SUPPLIED TEXT:
Create a word with a single 1-bit at the position of the rightmost 0-bit

Problem

Create a word with a single 1-bit at the position of the rightmost 0-bit in an unsigned word x. If the input is all 1s, the output should be 0.

Examples

Example 1

Input:  x = 0b01011011
Output: 0b00000100
Explanation: the rightmost `0` in `x` (from LSB) is at position 2; result has a single `1` at that position.

Solution

Method 1 – Bit trick: ~x & (x + 1)

Intuition

x + 1 sets the rightmost 0 bit of x to 1 and clears the 1 bits to its right. The complement ~x has 1 where x has 0. AND-ing ~x and (x + 1) leaves a single 1 at the rightmost 0 position and clears other bits. If x is all 1s, (x + 1) overflows to 0 (for fixed-width unsigned words) and the result is 0.

Approach

• Treat x as an unsigned word of width w (machine word or explicit width).
• Compute res = (~x) & (x + 1).
• If using unbounded integers (Python), mask with mask = (1 << w) - 1 to restrict to w bits: res & mask.

Edge cases

• If x has no zero bits (all ones), (x + 1) wraps to 0 and res becomes 0.
• Use unsigned types to avoid undefined or implementation-defined signed behavior in languages like C/C++.

Dry Run

x            = 01011011
~x           = 10100100
x + 1        = 01011100
~x | (x + 1) = 00000100

Code

C++

class Solution {
 public:
  unsigned singleOneAtRightmostZero(unsigned x) {
    return (~x) & (x + 1u);
  }
};

Go

package main

func SingleOneAtRightmostZero(x uint) uint {
    return ^x & (x + 1)
}

Java

class Solution {
    public int singleOneAtRightmostZero(int x) {
        return (~x) & (x + 1);
    }
}

Python

class Solution:
    def single_one_at_rightmost_zero(self, x: int, width: int = 32) -> int:
        mask = (1 << width) - 1
        return ((~x) & (x + 1)) & mask

Complexity

• ⏰ Time complexity: O(1) — constant-time bitwise operations.
• 🧺 Space complexity: O(1).

EXERCISE GOAL:
Answer these from the rightmost 0-bit text:
(a) What should the output be when the input word is all 1s?
(b) What mask does the text give for restricting the result to w bits when using unbounded integers?
(c) What time complexity does the text state for the method?

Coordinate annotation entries
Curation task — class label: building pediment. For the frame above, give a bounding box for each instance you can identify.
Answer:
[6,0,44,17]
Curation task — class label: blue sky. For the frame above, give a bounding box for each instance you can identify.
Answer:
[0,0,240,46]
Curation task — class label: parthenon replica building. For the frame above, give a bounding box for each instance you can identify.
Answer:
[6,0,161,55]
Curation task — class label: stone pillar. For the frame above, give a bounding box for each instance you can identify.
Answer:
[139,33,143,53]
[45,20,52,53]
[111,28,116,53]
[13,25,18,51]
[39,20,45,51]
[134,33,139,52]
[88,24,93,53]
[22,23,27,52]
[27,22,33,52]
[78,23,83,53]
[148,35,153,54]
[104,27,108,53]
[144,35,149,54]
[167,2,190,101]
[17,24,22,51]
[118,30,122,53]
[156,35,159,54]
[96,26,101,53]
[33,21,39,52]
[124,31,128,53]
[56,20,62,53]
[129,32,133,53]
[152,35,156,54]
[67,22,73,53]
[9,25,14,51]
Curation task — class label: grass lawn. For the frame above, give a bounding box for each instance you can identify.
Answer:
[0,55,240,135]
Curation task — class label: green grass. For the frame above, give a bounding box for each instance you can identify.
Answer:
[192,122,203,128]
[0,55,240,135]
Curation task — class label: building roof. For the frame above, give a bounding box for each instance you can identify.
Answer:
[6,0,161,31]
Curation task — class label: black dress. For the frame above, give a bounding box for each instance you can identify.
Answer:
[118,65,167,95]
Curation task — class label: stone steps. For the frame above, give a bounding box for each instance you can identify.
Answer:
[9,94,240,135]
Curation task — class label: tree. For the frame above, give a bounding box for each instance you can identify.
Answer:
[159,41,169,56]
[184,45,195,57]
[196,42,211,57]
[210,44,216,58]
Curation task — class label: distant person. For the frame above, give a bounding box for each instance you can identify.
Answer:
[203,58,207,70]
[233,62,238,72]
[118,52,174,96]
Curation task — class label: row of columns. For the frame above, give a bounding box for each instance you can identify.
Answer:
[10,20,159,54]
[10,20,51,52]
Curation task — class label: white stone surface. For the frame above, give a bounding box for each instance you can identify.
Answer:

OUTPUT FOR THIS EXERCISE:
(a) 0
(b) mask = (1 << w) - 1
(c) O(1)